| GIVEN TEXT |

****************

The Necro Files (1997)
A crazed and crazy low-budget “erotic” horror movie, The Necro Files redefines bad taste. When serial rapist Logan (Isaac Cooper) is shot and killed by the shambolic cops on his trail, everyone thinks his reign of terror is over. They’re mistaken. After he’s resurrected by some clumsy Satanists, zombie Logan escapes from the local graveyard and continues his rape spree as a zombie with a decaying face and over-sized penis. The Necro Files features some of the worst acting ever committed to celluloid, lots of sex and bondage, a blow-up sex toy (which the zombie hilariously takes a shine to) and several living dead rape scenes. It also has a flying zombie baby – clearly just a kids’ plastic doll on a string – which zips through the air attacking people at random. The Necro Files defies film criticism. It’s also about as “erotic” as cholera.

With over 300 new movies added since its original April 2005 publication date, Book of the Dead charts the history of the walking dead from the monster’s origins in Haitian voodoo through its cinematic debut in 1932’s White Zombie up to blockbuster World War Z and beyond.

****************

| GIVEN ENTRIES |
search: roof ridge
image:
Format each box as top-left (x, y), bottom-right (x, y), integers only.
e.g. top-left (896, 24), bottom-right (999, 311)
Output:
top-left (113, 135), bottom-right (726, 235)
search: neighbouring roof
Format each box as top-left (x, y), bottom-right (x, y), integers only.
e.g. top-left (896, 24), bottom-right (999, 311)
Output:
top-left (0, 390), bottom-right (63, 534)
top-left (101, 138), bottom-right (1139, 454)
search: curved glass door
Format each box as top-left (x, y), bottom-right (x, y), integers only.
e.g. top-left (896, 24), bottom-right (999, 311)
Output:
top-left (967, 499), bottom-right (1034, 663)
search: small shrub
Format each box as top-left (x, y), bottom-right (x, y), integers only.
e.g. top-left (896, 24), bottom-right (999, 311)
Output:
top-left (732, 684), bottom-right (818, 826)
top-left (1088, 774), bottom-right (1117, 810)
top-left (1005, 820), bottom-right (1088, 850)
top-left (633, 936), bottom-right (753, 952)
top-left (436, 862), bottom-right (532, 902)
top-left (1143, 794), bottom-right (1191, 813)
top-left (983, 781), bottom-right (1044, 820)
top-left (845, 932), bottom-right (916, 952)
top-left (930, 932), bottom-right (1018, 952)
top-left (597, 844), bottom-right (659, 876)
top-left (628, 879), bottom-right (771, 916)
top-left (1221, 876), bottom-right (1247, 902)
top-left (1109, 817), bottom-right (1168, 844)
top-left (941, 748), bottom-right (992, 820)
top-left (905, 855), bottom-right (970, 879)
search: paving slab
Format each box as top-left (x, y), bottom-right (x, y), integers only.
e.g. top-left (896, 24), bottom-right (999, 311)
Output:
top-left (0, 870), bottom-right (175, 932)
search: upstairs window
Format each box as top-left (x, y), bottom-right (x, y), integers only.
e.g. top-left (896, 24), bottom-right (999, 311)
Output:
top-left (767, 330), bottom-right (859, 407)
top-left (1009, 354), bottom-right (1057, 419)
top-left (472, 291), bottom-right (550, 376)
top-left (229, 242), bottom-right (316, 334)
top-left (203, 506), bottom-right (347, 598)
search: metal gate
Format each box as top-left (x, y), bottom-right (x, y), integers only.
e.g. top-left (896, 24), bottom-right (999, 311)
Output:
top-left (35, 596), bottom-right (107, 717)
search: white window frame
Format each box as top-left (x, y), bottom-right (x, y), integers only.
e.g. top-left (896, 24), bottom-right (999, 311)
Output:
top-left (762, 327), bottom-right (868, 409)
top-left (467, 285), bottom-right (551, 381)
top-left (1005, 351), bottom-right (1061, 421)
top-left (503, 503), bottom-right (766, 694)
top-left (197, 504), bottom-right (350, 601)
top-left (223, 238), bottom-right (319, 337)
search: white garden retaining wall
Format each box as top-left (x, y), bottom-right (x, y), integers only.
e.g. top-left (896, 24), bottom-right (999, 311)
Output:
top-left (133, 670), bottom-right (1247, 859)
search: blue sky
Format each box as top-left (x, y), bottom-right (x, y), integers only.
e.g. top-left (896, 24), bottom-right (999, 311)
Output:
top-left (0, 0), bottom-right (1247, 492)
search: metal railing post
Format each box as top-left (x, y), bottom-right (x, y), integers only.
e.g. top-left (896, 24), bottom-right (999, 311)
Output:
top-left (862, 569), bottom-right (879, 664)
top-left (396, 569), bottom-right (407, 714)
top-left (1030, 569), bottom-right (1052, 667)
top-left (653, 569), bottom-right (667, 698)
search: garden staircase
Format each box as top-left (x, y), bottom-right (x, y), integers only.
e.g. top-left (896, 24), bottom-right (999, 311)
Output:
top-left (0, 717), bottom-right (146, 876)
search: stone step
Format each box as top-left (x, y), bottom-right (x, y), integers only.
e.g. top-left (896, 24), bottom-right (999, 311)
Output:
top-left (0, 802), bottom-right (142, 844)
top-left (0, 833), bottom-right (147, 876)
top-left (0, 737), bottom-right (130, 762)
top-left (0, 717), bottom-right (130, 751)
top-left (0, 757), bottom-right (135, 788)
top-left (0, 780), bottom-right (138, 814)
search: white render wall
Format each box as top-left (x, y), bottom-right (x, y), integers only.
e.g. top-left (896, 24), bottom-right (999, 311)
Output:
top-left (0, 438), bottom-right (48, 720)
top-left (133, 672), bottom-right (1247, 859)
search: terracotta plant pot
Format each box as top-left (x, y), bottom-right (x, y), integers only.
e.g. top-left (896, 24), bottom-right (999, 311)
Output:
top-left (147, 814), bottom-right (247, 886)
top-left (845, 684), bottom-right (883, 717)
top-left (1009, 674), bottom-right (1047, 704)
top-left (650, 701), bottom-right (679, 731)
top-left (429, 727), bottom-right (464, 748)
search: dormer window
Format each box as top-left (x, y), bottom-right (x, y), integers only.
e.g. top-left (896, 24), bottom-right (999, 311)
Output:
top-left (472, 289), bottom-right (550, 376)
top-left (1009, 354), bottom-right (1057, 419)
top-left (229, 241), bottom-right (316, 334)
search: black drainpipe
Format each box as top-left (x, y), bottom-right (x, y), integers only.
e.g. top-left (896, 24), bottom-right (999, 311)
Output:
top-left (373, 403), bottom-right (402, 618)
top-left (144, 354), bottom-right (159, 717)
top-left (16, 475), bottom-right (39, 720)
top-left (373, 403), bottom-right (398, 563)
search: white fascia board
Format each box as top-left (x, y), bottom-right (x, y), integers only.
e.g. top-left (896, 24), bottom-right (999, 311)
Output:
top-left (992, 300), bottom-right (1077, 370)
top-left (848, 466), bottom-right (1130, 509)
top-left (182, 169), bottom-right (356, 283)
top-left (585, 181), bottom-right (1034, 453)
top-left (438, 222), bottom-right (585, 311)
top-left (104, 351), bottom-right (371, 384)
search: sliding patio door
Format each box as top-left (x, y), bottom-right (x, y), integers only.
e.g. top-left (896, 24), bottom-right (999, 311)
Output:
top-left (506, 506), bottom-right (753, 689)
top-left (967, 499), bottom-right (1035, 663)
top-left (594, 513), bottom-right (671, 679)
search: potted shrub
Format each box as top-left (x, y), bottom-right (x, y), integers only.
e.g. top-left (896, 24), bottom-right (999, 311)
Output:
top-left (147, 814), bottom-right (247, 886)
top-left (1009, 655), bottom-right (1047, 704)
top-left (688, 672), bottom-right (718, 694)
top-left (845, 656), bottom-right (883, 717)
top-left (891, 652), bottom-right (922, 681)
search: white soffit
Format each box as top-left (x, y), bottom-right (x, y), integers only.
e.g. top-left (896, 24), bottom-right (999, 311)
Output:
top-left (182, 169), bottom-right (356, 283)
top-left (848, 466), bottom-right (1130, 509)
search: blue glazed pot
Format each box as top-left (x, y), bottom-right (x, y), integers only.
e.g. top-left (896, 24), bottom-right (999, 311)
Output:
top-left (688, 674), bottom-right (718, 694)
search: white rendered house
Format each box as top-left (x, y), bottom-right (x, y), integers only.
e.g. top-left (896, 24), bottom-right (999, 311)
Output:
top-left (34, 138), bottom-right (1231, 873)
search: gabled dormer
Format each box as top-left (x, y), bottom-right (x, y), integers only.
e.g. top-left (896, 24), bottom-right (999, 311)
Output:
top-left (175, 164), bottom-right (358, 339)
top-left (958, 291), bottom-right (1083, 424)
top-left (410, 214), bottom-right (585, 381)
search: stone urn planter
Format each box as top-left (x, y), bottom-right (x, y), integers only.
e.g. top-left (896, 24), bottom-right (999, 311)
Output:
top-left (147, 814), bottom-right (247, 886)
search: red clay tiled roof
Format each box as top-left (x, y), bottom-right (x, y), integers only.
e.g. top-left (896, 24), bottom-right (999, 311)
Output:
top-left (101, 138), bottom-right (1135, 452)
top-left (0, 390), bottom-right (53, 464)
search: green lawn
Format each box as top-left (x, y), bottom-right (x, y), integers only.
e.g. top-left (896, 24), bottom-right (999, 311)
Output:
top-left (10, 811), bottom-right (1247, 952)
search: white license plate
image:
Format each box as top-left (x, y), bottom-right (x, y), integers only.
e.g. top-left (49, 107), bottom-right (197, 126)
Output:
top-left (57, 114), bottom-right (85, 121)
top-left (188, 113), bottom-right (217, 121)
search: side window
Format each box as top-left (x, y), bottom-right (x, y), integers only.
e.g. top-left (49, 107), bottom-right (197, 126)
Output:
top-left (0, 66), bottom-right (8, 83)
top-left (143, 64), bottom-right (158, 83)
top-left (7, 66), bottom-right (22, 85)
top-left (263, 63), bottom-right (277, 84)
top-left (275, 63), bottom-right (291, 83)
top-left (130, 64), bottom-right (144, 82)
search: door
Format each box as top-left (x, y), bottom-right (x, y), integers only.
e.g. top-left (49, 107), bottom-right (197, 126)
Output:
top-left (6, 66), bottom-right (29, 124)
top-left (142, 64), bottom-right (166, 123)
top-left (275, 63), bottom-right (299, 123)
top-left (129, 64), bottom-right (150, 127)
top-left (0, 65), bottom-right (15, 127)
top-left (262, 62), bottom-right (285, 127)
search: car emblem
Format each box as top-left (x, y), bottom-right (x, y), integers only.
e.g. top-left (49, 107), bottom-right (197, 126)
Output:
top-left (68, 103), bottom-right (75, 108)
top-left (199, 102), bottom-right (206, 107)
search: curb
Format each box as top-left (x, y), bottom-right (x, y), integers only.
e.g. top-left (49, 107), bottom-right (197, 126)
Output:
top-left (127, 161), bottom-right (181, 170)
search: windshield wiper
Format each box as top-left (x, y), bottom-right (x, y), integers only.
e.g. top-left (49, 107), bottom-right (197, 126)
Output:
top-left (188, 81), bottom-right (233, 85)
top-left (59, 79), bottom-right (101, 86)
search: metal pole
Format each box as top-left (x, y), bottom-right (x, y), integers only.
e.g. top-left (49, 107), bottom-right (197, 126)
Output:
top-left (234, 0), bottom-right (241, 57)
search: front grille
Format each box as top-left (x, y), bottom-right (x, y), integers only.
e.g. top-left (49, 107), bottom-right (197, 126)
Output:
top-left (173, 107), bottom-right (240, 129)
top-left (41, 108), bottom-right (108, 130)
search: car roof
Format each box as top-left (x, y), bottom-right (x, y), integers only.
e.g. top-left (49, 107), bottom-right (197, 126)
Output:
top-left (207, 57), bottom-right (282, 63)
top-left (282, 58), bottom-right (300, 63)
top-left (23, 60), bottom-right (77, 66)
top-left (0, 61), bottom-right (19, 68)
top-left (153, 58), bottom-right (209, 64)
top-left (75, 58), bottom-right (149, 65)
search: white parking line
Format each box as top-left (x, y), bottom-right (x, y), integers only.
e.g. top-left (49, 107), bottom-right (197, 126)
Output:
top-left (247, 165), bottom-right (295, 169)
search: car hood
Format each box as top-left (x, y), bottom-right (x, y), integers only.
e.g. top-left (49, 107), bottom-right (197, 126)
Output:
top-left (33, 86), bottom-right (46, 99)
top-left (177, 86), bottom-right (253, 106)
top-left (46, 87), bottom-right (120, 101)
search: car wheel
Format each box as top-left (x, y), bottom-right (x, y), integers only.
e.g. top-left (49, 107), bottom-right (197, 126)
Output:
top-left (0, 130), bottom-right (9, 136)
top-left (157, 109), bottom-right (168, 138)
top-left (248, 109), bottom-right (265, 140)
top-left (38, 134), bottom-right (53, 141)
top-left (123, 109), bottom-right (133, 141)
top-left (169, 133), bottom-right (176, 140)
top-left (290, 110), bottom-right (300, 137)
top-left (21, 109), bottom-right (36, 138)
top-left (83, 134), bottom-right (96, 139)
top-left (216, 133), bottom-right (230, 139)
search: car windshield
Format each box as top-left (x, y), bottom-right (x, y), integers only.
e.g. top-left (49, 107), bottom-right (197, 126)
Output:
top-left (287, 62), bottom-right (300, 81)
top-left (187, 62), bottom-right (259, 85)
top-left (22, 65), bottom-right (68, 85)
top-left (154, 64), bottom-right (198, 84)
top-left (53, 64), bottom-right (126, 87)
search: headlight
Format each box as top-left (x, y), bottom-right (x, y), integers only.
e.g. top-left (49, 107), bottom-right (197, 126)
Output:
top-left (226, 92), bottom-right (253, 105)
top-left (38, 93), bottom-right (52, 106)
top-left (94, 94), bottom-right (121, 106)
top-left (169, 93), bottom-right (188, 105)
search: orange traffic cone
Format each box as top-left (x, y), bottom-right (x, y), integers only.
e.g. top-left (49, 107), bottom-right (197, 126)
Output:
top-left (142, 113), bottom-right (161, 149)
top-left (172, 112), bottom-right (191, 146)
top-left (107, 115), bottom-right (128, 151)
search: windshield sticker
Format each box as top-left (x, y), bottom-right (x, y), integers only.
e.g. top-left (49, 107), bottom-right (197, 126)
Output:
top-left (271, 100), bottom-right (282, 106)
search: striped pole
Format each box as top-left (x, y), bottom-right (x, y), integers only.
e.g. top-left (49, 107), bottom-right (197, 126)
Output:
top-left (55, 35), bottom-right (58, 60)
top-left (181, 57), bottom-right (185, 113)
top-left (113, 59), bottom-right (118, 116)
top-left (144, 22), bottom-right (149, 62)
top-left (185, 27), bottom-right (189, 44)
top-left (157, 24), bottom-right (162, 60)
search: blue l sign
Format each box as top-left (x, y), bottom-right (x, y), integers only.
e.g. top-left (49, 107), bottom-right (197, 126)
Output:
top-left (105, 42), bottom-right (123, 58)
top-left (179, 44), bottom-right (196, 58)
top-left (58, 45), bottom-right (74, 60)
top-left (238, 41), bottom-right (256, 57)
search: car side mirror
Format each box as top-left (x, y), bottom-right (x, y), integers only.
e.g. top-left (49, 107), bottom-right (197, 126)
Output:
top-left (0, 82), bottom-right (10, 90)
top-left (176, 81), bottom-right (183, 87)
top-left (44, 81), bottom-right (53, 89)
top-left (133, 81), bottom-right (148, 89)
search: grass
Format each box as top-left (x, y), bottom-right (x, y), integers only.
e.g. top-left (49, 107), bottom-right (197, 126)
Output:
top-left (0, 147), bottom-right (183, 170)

****************

| WORK ORDER |
In the given text, which film marks the zombie's cinematic debut?

| RESPONSE TO THE TASK |
White Zombie, from 1932.